Object location annotation listing

>>

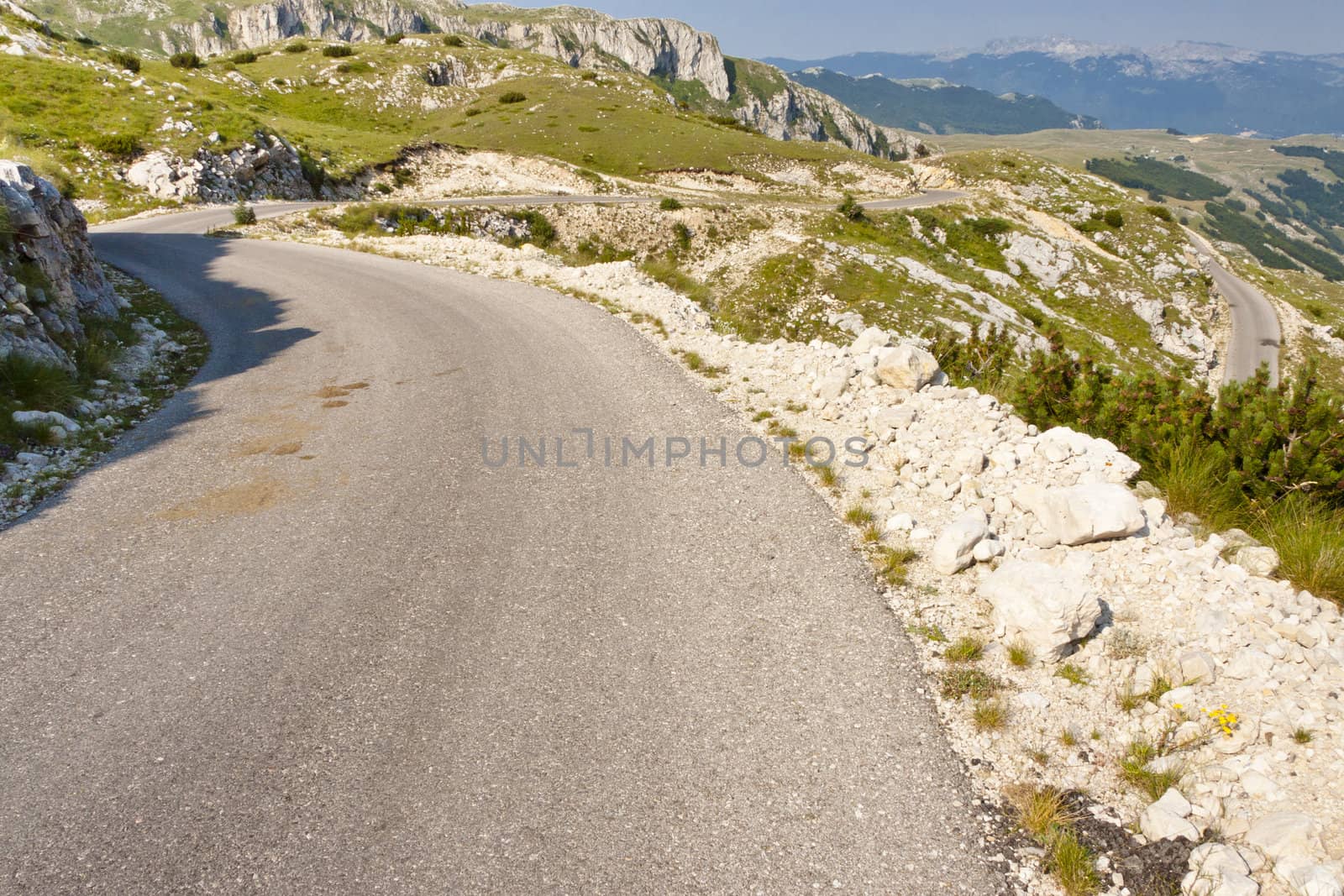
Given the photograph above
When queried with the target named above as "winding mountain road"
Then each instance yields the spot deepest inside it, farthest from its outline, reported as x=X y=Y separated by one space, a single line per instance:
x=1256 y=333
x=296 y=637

<<

Render every line of the listing above, pictures excluded, as a JSON list of strings, one string per line and no blank lines.

— SOLUTION TO THE EXERCISE —
[
  "Given the photograph above",
  "When queried with the target named above as \"winding mountain road\"",
  "Then each instance yields the spot deepest inside it, farthest from its outline, reported as x=X y=Y separated by one space, a single line per instance:",
  "x=1256 y=333",
  "x=296 y=637"
]